[Stated problem] Copy the line containing "compact form (618,433).", then all lines after it up to and including the final line of the material, exactly and without additions.

>> Begin Records supplied

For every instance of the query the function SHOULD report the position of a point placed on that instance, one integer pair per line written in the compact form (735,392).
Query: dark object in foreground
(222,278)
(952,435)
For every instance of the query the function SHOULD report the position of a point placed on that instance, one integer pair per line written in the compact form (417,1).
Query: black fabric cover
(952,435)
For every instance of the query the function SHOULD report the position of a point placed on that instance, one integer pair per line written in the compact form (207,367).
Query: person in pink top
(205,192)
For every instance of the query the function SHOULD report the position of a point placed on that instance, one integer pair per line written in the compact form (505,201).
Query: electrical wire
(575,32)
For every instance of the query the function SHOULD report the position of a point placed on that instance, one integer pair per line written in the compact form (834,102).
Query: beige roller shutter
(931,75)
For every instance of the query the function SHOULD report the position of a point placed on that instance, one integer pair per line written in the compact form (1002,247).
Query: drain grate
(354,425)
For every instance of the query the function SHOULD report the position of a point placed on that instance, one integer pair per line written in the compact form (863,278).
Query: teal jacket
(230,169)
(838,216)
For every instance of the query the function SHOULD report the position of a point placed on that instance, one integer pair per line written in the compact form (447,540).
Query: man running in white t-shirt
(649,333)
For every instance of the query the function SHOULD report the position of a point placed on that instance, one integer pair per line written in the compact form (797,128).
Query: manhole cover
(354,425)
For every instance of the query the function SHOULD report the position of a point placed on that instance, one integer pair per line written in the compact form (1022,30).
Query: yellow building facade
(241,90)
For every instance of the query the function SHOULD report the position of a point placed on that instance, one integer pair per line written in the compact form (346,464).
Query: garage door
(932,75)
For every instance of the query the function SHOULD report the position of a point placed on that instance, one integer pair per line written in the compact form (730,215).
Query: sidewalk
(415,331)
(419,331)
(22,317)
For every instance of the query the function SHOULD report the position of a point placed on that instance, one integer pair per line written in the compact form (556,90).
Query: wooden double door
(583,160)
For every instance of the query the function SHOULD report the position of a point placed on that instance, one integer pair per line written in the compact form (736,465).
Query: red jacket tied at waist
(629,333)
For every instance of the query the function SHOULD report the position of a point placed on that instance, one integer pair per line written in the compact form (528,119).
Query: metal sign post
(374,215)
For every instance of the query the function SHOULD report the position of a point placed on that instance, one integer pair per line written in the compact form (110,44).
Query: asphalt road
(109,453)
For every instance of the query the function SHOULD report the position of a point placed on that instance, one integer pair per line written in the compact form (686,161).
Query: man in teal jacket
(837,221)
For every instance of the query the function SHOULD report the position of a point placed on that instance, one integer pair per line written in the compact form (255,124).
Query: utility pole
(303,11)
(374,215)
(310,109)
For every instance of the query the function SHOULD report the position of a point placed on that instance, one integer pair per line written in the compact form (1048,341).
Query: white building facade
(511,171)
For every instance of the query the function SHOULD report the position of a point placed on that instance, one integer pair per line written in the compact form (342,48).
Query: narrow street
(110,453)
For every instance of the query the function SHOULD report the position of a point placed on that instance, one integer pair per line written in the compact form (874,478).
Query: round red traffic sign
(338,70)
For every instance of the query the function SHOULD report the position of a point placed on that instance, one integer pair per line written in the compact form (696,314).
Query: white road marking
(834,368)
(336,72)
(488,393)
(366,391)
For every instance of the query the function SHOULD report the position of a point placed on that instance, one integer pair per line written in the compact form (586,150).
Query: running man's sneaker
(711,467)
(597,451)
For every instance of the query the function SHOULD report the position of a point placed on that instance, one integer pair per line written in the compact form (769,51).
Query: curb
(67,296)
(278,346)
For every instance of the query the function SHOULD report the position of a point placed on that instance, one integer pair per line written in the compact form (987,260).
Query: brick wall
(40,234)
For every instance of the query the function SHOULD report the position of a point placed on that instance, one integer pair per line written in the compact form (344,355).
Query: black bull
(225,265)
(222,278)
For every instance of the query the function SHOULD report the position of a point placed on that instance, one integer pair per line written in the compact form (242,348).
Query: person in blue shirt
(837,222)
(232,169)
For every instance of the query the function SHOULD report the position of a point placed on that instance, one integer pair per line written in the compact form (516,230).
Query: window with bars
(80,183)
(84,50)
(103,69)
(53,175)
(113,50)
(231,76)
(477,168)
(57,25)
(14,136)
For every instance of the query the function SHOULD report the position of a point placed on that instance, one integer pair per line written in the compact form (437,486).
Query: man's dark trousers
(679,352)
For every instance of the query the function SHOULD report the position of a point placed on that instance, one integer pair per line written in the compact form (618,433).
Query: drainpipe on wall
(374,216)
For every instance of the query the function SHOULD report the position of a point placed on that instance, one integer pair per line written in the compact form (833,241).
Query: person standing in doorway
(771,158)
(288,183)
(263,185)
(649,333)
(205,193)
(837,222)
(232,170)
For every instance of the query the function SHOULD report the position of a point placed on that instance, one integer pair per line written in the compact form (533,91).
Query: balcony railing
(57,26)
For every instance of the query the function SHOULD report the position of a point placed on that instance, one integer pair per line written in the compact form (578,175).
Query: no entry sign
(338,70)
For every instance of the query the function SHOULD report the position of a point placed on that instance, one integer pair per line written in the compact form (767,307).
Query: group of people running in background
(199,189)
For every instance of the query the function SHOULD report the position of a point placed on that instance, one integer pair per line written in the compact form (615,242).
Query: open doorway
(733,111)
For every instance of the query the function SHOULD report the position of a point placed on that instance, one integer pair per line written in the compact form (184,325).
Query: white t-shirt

>> End Records supplied

[Result of the task]
For every instance of the query the function SHOULD report the position of a point placed on that instance, one integer pair per line written in the compact form (618,433).
Query: drainpipe on wall
(374,216)
For every instance of the query the function SHOULD report the position of a point placed on that instance, one integer pair per line written in the compact form (833,241).
Query: person standing in doorway
(771,158)
(288,183)
(263,185)
(649,333)
(205,193)
(837,222)
(232,170)
For every instance of the query the function SHOULD report the position of a point placed on that instance, one integer pair per line written in the compact form (533,91).
Query: balcony railing
(57,26)
For every instance of the query the function SHOULD report the position of a point placed on that instance, one integer pair per line written in the compact form (578,175).
Query: no entry sign
(338,70)
For every instance of the query the function SHOULD report the position of a point placed on that instance, one integer pair per line written in the compact form (767,307).
Query: group of people running in background
(199,189)
For every instance of the query the function SHOULD report the position of a point placed on that instance, one integer pair per line written in the compact form (615,242).
Query: open doorway
(733,111)
For every instance of the query the function SHOULD report the position of a point placed on that instance, one integer pair per line written in the compact form (184,325).
Query: white t-shirt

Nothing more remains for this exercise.